• _Assignment_: Pictures in the records are to be excluded from an otherwise exact copy.

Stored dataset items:

╭──

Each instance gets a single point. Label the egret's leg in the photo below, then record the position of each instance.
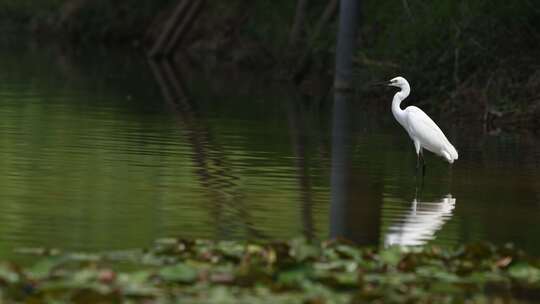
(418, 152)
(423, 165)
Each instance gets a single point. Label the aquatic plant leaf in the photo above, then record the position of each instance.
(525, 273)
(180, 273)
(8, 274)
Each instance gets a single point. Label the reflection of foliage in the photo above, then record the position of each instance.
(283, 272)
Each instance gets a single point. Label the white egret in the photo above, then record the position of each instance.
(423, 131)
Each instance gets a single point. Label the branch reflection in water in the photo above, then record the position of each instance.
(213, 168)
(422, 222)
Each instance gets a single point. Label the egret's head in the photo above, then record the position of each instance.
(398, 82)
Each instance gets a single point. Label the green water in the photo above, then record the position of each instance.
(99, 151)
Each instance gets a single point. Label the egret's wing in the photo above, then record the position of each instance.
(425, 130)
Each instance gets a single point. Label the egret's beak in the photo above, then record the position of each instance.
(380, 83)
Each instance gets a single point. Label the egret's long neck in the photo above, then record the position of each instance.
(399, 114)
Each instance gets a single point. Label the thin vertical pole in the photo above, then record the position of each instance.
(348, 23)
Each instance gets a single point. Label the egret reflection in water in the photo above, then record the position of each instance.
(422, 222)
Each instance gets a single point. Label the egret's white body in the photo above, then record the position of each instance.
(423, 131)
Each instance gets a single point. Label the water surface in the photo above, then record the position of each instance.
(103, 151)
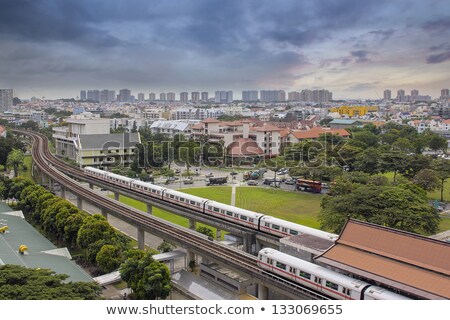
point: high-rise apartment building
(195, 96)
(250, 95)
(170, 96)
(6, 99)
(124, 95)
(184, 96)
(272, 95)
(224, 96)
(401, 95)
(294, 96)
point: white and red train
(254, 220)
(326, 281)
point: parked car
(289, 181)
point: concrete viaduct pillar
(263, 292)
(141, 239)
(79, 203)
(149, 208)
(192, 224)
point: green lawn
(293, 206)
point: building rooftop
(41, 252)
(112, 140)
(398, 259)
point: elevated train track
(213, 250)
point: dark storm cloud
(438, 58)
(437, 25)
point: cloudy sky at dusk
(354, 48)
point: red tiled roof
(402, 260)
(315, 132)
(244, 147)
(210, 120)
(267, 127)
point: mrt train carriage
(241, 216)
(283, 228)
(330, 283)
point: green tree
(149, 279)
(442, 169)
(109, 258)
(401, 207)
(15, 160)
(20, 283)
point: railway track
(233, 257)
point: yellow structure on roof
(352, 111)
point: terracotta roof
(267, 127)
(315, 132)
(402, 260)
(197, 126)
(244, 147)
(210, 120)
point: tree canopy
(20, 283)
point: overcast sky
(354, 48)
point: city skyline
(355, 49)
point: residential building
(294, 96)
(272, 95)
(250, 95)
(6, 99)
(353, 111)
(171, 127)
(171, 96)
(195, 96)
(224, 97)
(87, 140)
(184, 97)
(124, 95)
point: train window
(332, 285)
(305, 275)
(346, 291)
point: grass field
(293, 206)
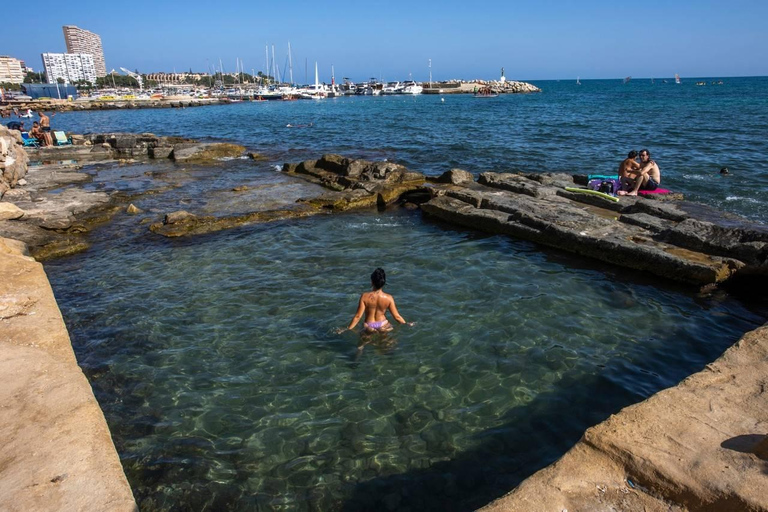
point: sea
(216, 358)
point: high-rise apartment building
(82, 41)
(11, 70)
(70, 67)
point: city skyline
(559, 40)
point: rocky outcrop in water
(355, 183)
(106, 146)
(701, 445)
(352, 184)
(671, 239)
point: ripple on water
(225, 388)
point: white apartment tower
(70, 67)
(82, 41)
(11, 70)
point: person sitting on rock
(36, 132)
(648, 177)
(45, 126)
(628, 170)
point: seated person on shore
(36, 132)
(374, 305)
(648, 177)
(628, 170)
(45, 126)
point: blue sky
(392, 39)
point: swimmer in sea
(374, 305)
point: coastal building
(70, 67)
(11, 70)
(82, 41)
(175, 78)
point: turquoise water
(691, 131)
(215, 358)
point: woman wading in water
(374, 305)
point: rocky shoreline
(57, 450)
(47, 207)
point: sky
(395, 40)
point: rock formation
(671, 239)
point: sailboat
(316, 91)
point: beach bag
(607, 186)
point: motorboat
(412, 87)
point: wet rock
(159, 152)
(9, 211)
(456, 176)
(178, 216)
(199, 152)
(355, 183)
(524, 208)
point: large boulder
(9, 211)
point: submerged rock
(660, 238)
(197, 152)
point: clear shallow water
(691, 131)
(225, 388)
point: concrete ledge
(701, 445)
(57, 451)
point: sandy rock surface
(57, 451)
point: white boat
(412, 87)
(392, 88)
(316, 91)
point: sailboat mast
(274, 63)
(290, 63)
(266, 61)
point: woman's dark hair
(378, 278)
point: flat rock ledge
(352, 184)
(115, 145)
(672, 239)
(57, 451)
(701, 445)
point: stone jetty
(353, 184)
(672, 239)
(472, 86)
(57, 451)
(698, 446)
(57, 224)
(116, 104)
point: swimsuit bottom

╰──

• _Answer area_:
Each instance gets a single point. Label the egret's leg in the photo below, then record the position of each instance.
(418, 152)
(423, 165)
Each instance gets a single point. Label the aquatic plant leaf in the photo above, then record the position of each instance.
(525, 273)
(180, 273)
(8, 274)
Each instance gets a single point. Label the reflection of foliage in the photo above, then record the position of each instance.
(283, 272)
Each instance gets a single point. Label the white egret in the photo above, then record the position of each instance.
(423, 131)
Each instance gets a single point. Label the branch reflection in water in the photo above, then record the position of each instance.
(213, 168)
(422, 222)
Each instance gets a single point. Label the egret's head in the photo above, then record the position of each instance.
(398, 82)
Each instance gets a single point. Label the green water in the photo above, then record the position of each instance.
(99, 151)
Each instance gets a single point. Label the egret's wing in the photo above, then record the position of each instance.
(425, 130)
Each instance gets a single point. Label the egret's beak in the photo above, then record the position of each instance.
(380, 83)
Each instance gets a single point. Label the egret's long neck in the photo above, then record the position of each instance.
(399, 114)
Each instance gets a single point. Label the thin vertical pole in the photo above, then record the position of each instance.
(348, 23)
Each instance gets a single point. Label the egret reflection in water in the photo above, then record the position of each instance.
(422, 222)
Each instance gets a single point. Label the egret's white body in the photo above, then record the position of each instance.
(423, 131)
Each instance gets a single point. Label the water surface in the photo above, then record the position of each instance.
(103, 151)
point: high-rise apartment building
(195, 96)
(250, 95)
(170, 96)
(6, 99)
(124, 95)
(184, 96)
(272, 95)
(224, 96)
(401, 95)
(294, 96)
point: white and red train
(254, 220)
(326, 281)
point: parked car
(289, 181)
point: concrete viaduct pillar
(263, 292)
(141, 239)
(79, 203)
(149, 208)
(192, 224)
point: green lawn
(293, 206)
point: building rooftop
(41, 252)
(112, 140)
(398, 259)
point: elevated train track
(213, 250)
point: dark storm cloud
(438, 58)
(437, 25)
point: cloudy sky at dusk
(354, 48)
point: red tiled roof
(402, 260)
(315, 132)
(244, 147)
(210, 120)
(267, 127)
point: mrt train carriage
(241, 216)
(283, 228)
(330, 283)
point: green tree
(149, 279)
(442, 169)
(109, 258)
(401, 207)
(15, 160)
(20, 283)
point: railway track
(233, 257)
point: yellow structure on roof
(352, 111)
point: terracotta roof
(267, 127)
(315, 132)
(402, 260)
(197, 126)
(244, 147)
(210, 120)
point: tree canopy
(20, 283)
point: overcast sky
(354, 48)
point: city skyline
(355, 49)
point: residential building
(294, 96)
(272, 95)
(250, 95)
(6, 99)
(353, 111)
(171, 127)
(171, 96)
(195, 96)
(224, 97)
(87, 140)
(184, 97)
(124, 95)
point: train window
(332, 285)
(305, 275)
(346, 291)
point: grass field
(293, 206)
point: sea
(216, 358)
point: high-rise apartment building
(82, 41)
(11, 70)
(70, 67)
point: city skyline
(559, 40)
point: rocky outcrop in water
(355, 183)
(106, 146)
(701, 445)
(352, 184)
(671, 239)
point: ripple on water
(225, 388)
point: white apartment tower
(70, 67)
(82, 41)
(11, 70)
point: person sitting on rock
(36, 132)
(648, 177)
(45, 126)
(628, 170)
point: seated person on shore
(36, 132)
(374, 305)
(648, 177)
(628, 170)
(45, 126)
point: blue sky
(392, 39)
point: swimmer in sea
(374, 305)
point: coastal building
(70, 67)
(11, 70)
(82, 41)
(175, 78)
point: turquoise water
(691, 131)
(215, 358)
point: woman wading in water
(374, 305)
point: rocky shoreline
(57, 450)
(47, 207)
point: sky
(395, 40)
point: rock formation
(671, 239)
point: sailboat
(316, 91)
point: beach bag
(607, 186)
point: motorboat
(412, 87)
point: wet rock
(159, 152)
(9, 211)
(456, 176)
(178, 216)
(199, 152)
(355, 183)
(524, 208)
point: large boulder
(9, 211)
point: submerged rock
(660, 238)
(197, 152)
point: clear shallow water
(691, 131)
(225, 388)
point: concrete ledge
(701, 445)
(57, 451)
point: sandy rock surface
(57, 451)
point: white boat
(412, 87)
(392, 88)
(316, 91)
point: sailboat mast
(274, 63)
(290, 63)
(266, 61)
point: woman's dark hair
(378, 278)
point: flat rock ledge
(352, 184)
(115, 145)
(672, 239)
(57, 451)
(701, 445)
point: stone jetty
(353, 184)
(672, 239)
(472, 86)
(57, 451)
(698, 446)
(57, 224)
(116, 104)
point: swimsuit bottom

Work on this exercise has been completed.